● EXERCISE TASK
Gather every line of the records that contains the string "area", treating uppercase and lowercase as distinct.

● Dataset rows

—————

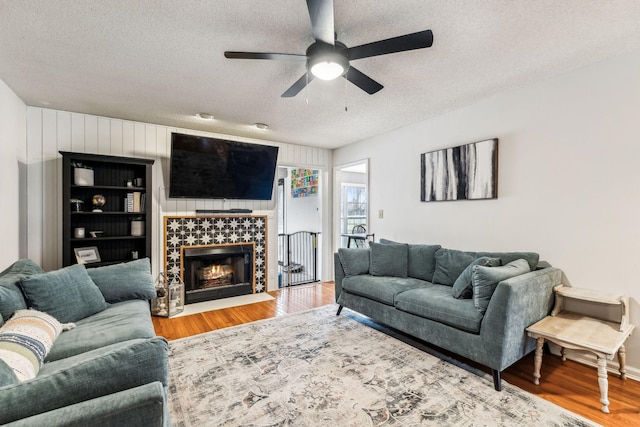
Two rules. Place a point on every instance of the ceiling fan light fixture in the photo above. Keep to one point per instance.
(327, 70)
(328, 66)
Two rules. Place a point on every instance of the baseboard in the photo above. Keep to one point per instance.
(591, 360)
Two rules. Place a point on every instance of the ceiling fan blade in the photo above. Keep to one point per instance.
(298, 85)
(363, 81)
(322, 22)
(264, 55)
(411, 41)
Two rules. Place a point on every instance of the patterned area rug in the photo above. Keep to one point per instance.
(318, 369)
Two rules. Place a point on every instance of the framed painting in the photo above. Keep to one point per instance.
(466, 172)
(87, 255)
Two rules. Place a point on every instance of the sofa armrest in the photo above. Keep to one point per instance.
(86, 376)
(338, 275)
(516, 304)
(145, 405)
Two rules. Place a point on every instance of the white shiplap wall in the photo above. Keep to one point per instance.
(50, 131)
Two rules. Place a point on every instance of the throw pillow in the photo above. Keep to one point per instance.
(25, 340)
(462, 287)
(486, 279)
(422, 261)
(449, 265)
(354, 261)
(67, 294)
(506, 257)
(125, 281)
(389, 259)
(11, 298)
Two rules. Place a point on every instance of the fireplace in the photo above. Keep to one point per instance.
(217, 271)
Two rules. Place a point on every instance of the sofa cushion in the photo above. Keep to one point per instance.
(450, 263)
(67, 294)
(87, 376)
(434, 302)
(380, 288)
(462, 287)
(125, 281)
(144, 405)
(11, 298)
(389, 259)
(422, 261)
(506, 257)
(26, 339)
(120, 322)
(354, 261)
(7, 375)
(486, 279)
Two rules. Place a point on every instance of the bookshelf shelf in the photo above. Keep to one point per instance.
(111, 174)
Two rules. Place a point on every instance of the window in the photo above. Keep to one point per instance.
(353, 208)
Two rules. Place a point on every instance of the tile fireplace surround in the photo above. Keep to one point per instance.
(188, 231)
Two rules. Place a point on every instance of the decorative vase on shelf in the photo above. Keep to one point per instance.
(137, 228)
(82, 175)
(98, 201)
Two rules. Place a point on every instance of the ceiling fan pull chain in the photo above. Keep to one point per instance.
(345, 95)
(306, 89)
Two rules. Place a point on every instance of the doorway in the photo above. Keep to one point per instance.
(351, 204)
(299, 223)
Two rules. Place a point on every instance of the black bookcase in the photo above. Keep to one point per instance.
(114, 178)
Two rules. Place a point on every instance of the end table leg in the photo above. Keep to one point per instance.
(537, 361)
(603, 383)
(622, 360)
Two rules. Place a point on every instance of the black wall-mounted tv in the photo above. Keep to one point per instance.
(211, 168)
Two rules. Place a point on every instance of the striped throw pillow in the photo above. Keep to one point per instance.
(25, 340)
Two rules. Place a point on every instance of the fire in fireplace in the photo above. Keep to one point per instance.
(217, 271)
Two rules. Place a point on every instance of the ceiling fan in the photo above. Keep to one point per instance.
(328, 59)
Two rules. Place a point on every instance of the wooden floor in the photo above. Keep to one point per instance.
(570, 385)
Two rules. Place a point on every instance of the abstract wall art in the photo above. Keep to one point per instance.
(304, 183)
(466, 172)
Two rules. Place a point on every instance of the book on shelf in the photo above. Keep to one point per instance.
(134, 202)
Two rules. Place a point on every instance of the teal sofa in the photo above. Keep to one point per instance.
(474, 304)
(100, 362)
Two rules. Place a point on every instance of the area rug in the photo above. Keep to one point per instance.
(318, 369)
(218, 304)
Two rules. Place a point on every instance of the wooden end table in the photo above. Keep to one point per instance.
(580, 332)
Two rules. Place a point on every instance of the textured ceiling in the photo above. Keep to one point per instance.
(161, 61)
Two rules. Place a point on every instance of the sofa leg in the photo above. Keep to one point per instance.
(496, 380)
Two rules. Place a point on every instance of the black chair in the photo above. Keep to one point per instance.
(360, 229)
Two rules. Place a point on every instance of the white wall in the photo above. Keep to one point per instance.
(569, 187)
(12, 176)
(49, 131)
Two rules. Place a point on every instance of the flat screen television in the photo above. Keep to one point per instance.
(211, 168)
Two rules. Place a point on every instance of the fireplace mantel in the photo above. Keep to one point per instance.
(186, 231)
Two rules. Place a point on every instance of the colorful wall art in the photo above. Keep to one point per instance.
(460, 173)
(304, 183)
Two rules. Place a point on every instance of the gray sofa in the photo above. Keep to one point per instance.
(474, 304)
(108, 368)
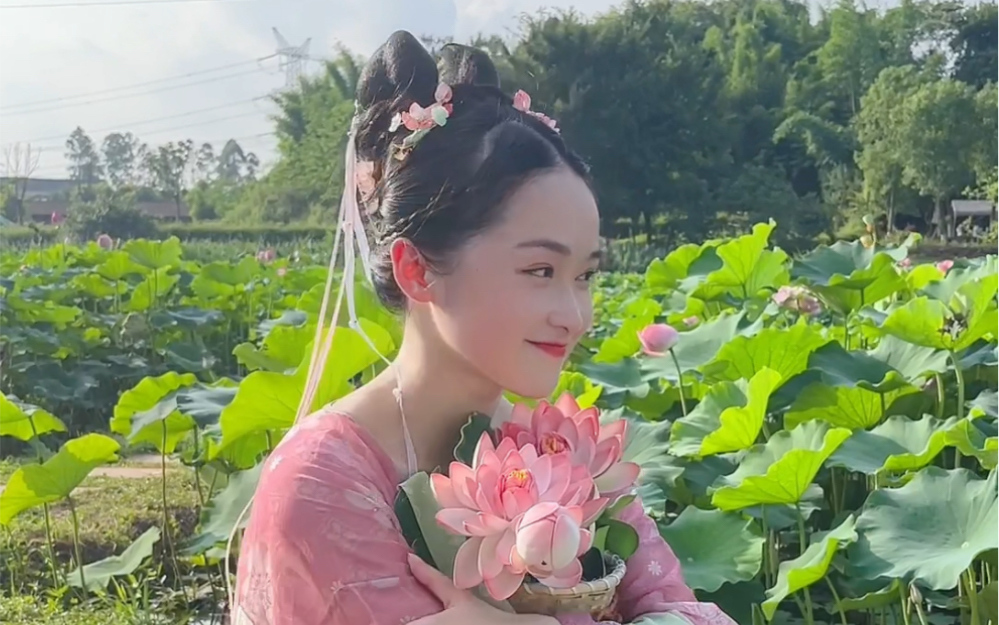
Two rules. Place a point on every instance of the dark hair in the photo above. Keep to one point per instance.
(453, 183)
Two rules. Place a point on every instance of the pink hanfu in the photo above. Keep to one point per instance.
(323, 546)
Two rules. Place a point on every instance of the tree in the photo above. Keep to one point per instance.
(120, 153)
(85, 163)
(942, 134)
(19, 163)
(167, 166)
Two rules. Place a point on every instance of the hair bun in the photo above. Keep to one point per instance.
(400, 68)
(464, 65)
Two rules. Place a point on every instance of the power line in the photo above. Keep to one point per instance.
(129, 95)
(139, 84)
(99, 3)
(123, 126)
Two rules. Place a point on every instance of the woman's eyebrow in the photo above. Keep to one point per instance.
(554, 246)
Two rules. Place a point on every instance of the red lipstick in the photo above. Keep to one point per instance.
(556, 350)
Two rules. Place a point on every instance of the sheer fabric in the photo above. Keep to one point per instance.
(323, 546)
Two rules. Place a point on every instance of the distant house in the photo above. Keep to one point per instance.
(44, 202)
(55, 210)
(43, 188)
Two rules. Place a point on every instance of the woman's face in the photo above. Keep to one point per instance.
(517, 298)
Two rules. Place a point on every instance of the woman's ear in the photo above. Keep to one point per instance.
(411, 272)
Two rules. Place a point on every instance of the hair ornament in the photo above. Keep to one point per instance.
(420, 120)
(522, 102)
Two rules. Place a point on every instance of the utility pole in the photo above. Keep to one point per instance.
(292, 58)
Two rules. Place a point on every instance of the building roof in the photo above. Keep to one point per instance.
(972, 207)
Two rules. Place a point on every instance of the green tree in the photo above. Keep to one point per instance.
(85, 162)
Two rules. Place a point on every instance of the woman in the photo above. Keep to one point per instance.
(487, 235)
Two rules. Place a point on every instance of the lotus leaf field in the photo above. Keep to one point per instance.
(822, 464)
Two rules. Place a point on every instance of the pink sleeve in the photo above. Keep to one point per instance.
(323, 546)
(653, 583)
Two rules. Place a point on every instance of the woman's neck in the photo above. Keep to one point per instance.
(439, 392)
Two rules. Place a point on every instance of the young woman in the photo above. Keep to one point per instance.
(486, 240)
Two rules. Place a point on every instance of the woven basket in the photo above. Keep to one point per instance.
(594, 598)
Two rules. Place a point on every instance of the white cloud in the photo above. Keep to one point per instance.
(57, 53)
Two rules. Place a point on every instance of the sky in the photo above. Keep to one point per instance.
(168, 70)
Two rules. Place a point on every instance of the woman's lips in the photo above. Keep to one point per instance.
(557, 350)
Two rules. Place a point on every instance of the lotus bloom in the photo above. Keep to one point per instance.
(565, 428)
(797, 298)
(658, 338)
(524, 513)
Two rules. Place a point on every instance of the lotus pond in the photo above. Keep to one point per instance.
(827, 455)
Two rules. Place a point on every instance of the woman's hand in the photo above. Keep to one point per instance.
(461, 607)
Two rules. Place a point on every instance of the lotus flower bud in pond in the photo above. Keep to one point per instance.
(658, 338)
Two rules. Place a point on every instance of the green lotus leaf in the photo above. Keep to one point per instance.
(786, 351)
(843, 406)
(221, 513)
(970, 439)
(928, 531)
(98, 574)
(36, 484)
(899, 444)
(810, 567)
(699, 347)
(144, 396)
(849, 275)
(25, 421)
(118, 265)
(870, 370)
(986, 404)
(154, 254)
(782, 470)
(714, 547)
(269, 401)
(162, 426)
(969, 315)
(729, 418)
(664, 275)
(151, 290)
(748, 267)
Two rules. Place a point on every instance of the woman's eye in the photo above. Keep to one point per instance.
(541, 272)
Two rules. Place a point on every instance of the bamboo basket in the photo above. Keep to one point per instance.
(596, 598)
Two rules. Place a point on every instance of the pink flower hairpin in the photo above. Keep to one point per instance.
(522, 102)
(421, 120)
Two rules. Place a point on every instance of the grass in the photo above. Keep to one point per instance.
(112, 512)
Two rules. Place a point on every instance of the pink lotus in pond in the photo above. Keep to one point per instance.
(566, 428)
(658, 338)
(524, 513)
(797, 298)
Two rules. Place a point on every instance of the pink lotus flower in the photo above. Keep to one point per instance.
(565, 428)
(524, 513)
(420, 118)
(797, 298)
(658, 338)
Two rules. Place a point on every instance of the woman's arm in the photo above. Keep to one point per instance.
(653, 583)
(323, 546)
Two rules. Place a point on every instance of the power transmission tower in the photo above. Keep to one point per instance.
(292, 58)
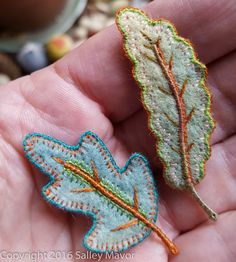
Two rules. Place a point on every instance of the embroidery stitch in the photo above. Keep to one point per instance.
(174, 94)
(80, 181)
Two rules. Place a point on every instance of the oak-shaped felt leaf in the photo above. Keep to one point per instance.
(85, 178)
(174, 94)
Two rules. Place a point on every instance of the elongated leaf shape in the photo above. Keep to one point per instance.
(174, 94)
(85, 178)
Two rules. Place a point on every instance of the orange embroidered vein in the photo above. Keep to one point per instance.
(183, 119)
(110, 195)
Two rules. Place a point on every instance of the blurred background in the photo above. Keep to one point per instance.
(35, 33)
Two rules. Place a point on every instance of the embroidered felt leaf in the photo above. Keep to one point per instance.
(85, 178)
(174, 94)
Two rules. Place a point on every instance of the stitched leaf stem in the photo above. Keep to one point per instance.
(110, 195)
(183, 133)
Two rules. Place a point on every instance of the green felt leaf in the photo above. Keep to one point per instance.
(174, 94)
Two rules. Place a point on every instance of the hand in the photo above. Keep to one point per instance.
(92, 89)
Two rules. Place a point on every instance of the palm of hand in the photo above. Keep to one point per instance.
(91, 90)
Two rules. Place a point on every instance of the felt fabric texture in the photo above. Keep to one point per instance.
(72, 192)
(174, 94)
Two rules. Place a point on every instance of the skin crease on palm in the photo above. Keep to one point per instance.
(92, 89)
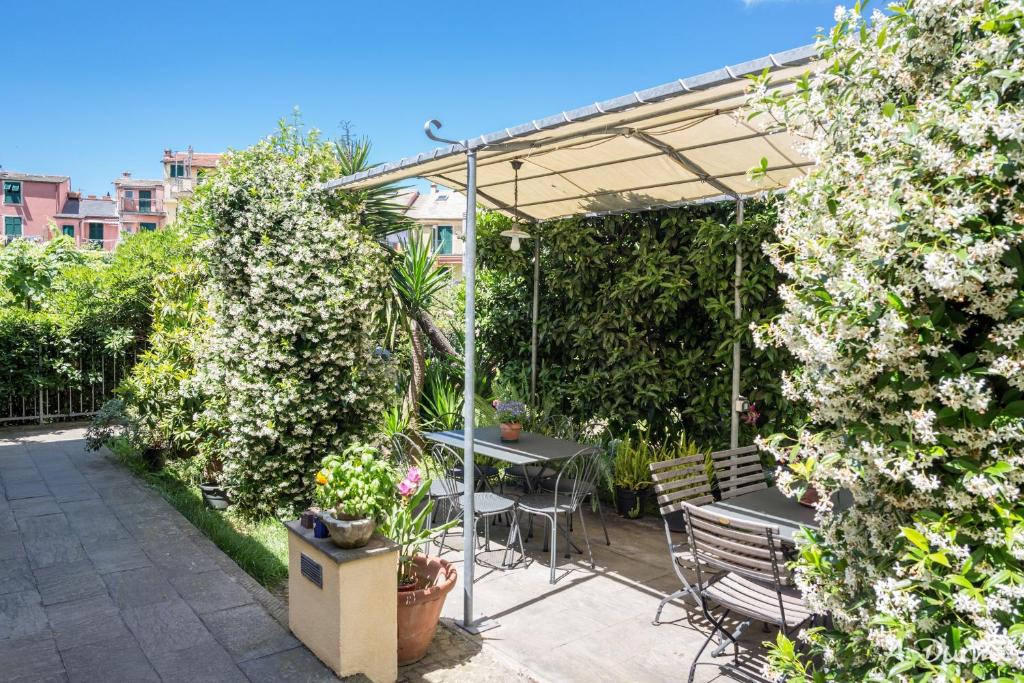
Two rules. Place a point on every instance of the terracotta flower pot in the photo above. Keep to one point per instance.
(809, 498)
(510, 431)
(420, 609)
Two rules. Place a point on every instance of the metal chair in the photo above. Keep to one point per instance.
(738, 471)
(750, 581)
(677, 481)
(406, 451)
(581, 470)
(485, 504)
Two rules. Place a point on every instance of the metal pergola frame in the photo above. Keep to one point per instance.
(507, 144)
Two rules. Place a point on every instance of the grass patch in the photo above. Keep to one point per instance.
(259, 547)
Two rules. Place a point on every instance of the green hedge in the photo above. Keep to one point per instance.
(636, 316)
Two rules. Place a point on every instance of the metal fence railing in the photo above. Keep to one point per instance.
(90, 382)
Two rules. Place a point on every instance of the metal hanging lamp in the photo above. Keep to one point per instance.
(515, 232)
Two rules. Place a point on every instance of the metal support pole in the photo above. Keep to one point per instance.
(537, 308)
(737, 312)
(469, 395)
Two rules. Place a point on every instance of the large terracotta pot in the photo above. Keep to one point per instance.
(420, 609)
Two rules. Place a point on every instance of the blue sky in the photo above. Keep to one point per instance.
(98, 87)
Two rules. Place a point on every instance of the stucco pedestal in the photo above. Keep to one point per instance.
(343, 603)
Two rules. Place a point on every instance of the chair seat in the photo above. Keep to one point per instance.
(438, 489)
(546, 503)
(564, 486)
(488, 504)
(758, 600)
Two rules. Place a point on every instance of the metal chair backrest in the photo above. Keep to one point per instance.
(448, 469)
(679, 480)
(407, 452)
(724, 544)
(580, 474)
(738, 471)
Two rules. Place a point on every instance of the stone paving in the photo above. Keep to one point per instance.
(595, 624)
(101, 580)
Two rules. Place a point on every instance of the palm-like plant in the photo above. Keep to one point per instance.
(374, 208)
(416, 280)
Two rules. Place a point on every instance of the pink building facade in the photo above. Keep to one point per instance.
(140, 204)
(90, 220)
(37, 207)
(29, 203)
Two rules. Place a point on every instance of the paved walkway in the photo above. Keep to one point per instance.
(100, 580)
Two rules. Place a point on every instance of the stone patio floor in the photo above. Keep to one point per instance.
(101, 580)
(595, 625)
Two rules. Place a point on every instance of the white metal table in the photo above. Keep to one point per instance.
(531, 449)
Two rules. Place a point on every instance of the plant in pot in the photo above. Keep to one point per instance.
(683, 447)
(631, 475)
(423, 582)
(510, 415)
(353, 488)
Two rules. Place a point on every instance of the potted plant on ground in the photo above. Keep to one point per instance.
(423, 582)
(510, 415)
(683, 447)
(353, 489)
(631, 475)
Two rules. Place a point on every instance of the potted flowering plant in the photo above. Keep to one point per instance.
(353, 488)
(423, 582)
(510, 416)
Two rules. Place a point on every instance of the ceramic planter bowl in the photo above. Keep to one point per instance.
(510, 431)
(348, 532)
(420, 609)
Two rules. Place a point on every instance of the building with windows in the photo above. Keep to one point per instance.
(90, 220)
(182, 171)
(30, 202)
(439, 215)
(140, 204)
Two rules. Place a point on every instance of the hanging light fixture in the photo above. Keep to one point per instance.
(515, 233)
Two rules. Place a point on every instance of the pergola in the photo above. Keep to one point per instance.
(674, 144)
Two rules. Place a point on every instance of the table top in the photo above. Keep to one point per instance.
(530, 447)
(769, 506)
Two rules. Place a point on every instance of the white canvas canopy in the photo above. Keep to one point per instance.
(675, 143)
(678, 143)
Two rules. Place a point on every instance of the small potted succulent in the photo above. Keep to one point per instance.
(354, 489)
(423, 582)
(510, 417)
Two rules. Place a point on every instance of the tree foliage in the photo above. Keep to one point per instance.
(904, 305)
(636, 319)
(295, 294)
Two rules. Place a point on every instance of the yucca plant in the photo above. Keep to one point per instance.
(632, 464)
(416, 280)
(393, 422)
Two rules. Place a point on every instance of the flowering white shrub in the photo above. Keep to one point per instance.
(904, 308)
(294, 293)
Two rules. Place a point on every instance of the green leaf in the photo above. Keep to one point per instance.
(914, 537)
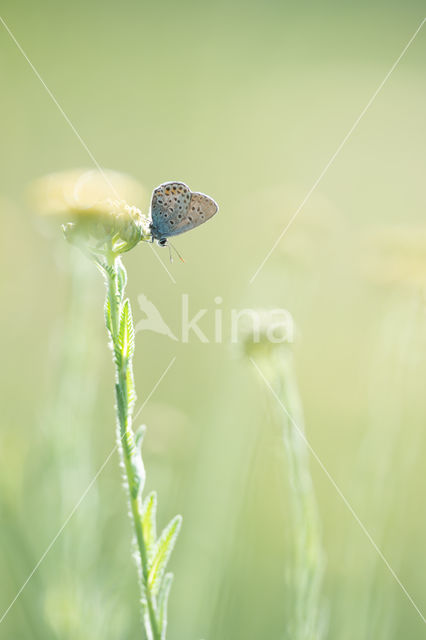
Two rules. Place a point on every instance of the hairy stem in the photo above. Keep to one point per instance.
(125, 398)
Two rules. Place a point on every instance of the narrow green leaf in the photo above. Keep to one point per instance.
(126, 335)
(149, 524)
(121, 278)
(163, 550)
(107, 311)
(136, 461)
(163, 598)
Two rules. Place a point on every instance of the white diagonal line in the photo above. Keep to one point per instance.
(80, 139)
(82, 497)
(336, 153)
(337, 488)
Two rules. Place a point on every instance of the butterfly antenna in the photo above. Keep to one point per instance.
(176, 251)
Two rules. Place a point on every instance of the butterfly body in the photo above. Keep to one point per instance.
(176, 209)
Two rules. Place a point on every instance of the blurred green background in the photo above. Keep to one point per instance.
(245, 101)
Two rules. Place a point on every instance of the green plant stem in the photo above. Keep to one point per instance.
(307, 620)
(126, 437)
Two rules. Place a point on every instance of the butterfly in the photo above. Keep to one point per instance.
(176, 209)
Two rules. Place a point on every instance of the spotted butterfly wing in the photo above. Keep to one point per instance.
(175, 209)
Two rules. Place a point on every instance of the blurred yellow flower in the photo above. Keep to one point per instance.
(94, 204)
(396, 256)
(83, 191)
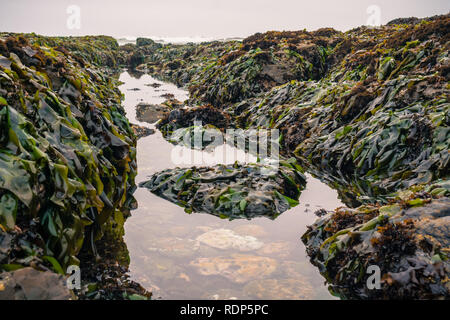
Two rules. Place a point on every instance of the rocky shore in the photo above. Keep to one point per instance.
(366, 111)
(67, 157)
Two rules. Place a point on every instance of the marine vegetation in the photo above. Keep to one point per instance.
(67, 151)
(366, 111)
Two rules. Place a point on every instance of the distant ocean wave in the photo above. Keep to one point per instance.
(173, 40)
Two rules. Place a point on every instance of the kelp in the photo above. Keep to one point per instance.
(232, 191)
(407, 239)
(366, 111)
(67, 151)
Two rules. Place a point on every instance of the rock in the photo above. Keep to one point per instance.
(228, 240)
(185, 118)
(279, 289)
(231, 191)
(223, 294)
(280, 249)
(250, 230)
(141, 131)
(158, 268)
(174, 247)
(168, 96)
(151, 112)
(238, 268)
(30, 284)
(153, 85)
(407, 240)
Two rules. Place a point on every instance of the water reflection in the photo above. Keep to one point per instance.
(199, 256)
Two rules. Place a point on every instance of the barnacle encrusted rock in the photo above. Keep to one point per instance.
(232, 191)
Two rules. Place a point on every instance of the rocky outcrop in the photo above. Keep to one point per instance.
(30, 284)
(367, 112)
(408, 241)
(67, 151)
(232, 191)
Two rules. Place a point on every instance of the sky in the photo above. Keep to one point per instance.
(202, 18)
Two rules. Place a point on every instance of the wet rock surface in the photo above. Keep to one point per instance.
(67, 151)
(238, 268)
(231, 191)
(151, 112)
(280, 289)
(141, 131)
(31, 284)
(226, 239)
(408, 240)
(367, 112)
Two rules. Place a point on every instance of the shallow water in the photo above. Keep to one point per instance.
(240, 259)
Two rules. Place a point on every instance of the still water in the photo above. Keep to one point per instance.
(199, 256)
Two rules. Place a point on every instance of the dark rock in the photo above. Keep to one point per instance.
(30, 284)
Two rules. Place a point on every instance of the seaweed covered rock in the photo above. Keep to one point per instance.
(151, 113)
(406, 239)
(67, 152)
(187, 118)
(30, 284)
(232, 191)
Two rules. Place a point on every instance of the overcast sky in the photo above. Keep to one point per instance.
(204, 18)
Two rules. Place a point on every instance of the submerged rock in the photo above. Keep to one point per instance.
(226, 239)
(231, 191)
(280, 289)
(141, 131)
(238, 268)
(175, 247)
(151, 112)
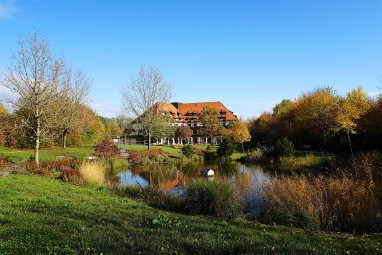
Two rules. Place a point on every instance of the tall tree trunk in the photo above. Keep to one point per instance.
(64, 135)
(149, 142)
(351, 148)
(37, 144)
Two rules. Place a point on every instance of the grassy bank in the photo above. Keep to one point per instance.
(51, 154)
(44, 214)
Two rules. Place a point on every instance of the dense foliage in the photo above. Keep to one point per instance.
(188, 150)
(217, 198)
(106, 149)
(226, 148)
(322, 120)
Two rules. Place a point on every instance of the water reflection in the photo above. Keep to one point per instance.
(171, 176)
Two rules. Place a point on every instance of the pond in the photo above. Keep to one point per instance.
(172, 177)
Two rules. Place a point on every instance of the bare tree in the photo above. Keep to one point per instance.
(69, 95)
(32, 74)
(143, 97)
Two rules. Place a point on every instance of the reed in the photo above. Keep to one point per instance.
(343, 203)
(92, 172)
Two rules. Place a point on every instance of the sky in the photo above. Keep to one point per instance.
(249, 55)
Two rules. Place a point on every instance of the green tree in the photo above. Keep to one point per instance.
(226, 148)
(349, 110)
(32, 74)
(240, 133)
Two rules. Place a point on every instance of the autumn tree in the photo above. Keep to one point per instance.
(143, 97)
(316, 110)
(164, 126)
(210, 122)
(112, 128)
(184, 132)
(124, 122)
(68, 97)
(282, 108)
(32, 74)
(240, 133)
(92, 129)
(349, 110)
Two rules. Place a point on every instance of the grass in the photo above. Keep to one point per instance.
(51, 154)
(45, 215)
(93, 172)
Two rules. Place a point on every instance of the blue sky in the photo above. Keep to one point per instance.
(247, 54)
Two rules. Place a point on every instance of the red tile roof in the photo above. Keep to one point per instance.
(190, 108)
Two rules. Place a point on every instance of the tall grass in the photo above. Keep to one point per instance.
(348, 201)
(92, 172)
(217, 198)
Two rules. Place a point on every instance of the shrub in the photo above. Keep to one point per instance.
(188, 150)
(31, 166)
(209, 147)
(140, 156)
(283, 148)
(107, 149)
(216, 198)
(226, 148)
(92, 172)
(4, 162)
(351, 200)
(71, 175)
(257, 155)
(61, 165)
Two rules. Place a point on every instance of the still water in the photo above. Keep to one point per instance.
(248, 178)
(172, 176)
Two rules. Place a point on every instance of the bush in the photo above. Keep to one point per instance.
(351, 200)
(216, 198)
(71, 175)
(107, 149)
(93, 172)
(209, 147)
(226, 148)
(283, 148)
(258, 155)
(140, 156)
(188, 150)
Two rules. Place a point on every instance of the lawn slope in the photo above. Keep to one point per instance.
(45, 215)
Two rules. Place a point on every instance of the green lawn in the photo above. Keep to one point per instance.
(45, 215)
(79, 152)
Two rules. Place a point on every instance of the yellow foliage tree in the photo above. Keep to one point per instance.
(239, 133)
(349, 109)
(3, 111)
(112, 128)
(316, 107)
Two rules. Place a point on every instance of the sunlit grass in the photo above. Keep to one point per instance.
(79, 152)
(93, 172)
(42, 215)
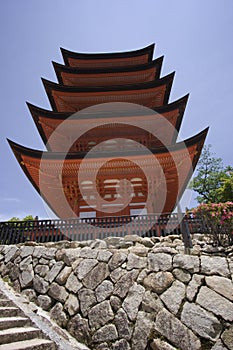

—————

● OUTPUT OF THE TASK
Two rules. Place a point on every instance of the patterned area rug in the photo above. Keep to one point per instance.
Two rules. Place a point on every instance of the area rug in the photo above. Keep to one point per instance.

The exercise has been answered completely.